Work task.
Answer these questions from the text on fingertip regeneration:
1. Which animals can completely regrow an amputated limb?
2. In mice, amputation proximal to what point typically prevents the digit tip from regenerating?
3. With what tissue are injured adult mammalian tissues usually replaced?

Selected extract.
______________________________

As a sidebar to yesterday's post on regeneration in mammals, here is a review paper that just considers fingertip regeneration in various species. This can occur in mammals, and even on rare occasions in adult humans, though it isn't well understood as to why it happens at all given the inability to regenerate most other lost appendages. It is possible that this is a useful point of investigation in order to better understand why mammals do not regenerate like salamanders, and how that state of affairs might be changed for the better.

Mammalian fingertips and toes can partially regrow under certain conditions; however, regeneration is greatly limited compared to urodele amphibians such as newts and salamanders that can completely regrow an amputated limb. The question is why there is such a difference between the regenerative potentials of mammals and amphibians. Embryonic, neonatal, and adult mice can regenerate digit tips if the amputation is midway through the third phalanx; however, if the amputation occurs proximal to the midway point of the third phalanx in mice, regeneration of the digit tip does not typically occur. Similarly, young patients have also been documented to regrow the tips of amputated fingers if treated conservatively. Although adults and even elderly individuals have potentially regenerated amputated digit tips, the regenerative process may not be as efficient as it is in younger patients and usually results in fibrous scars in adults. The regeneration process of the digit following injury may be related to the age of the host, with decreased restoration in adults compared to fetal or neonatal mammals. Injured adult mammalian tissues are usually replaced with fibrotic scar tissue, whereas scarless healing typically occurs in fetal wound healing which results in complete tissue recovery. Stem cell activation and scarless wound healing are considered to be essential requisites for quality tissue regeneration; however, for some regenerative processes a dedifferentiation process, but not stem cell activation, is required.

______________________________

Data records.
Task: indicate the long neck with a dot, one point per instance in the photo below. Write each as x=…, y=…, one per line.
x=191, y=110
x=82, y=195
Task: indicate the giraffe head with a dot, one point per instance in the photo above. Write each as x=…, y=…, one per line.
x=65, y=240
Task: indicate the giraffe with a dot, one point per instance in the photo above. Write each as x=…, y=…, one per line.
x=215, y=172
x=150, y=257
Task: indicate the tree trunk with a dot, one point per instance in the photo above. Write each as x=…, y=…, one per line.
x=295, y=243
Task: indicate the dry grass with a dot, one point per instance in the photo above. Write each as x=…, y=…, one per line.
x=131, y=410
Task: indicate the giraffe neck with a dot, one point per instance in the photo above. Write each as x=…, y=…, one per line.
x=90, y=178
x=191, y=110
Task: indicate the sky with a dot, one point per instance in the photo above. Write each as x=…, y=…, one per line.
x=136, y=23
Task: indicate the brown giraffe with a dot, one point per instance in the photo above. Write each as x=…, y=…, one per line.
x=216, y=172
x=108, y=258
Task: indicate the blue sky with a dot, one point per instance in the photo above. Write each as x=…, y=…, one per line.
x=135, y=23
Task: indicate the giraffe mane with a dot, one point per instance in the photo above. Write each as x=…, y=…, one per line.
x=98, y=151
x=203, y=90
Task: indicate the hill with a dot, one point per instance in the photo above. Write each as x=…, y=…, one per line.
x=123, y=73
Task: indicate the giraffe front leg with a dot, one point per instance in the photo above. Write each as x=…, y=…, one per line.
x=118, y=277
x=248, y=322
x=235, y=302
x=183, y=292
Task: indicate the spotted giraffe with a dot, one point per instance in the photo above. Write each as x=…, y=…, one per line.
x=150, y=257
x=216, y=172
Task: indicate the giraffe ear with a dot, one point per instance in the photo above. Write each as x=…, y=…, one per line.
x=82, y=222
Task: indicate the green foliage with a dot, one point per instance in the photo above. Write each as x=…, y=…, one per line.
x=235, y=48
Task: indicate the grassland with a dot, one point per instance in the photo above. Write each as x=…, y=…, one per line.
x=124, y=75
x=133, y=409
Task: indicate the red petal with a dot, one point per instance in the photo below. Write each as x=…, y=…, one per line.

______________________________

Response.
1. Urodele amphibians such as newts and salamanders.
2. The midway point of the third phalanx.
3. Fibrotic scar tissue.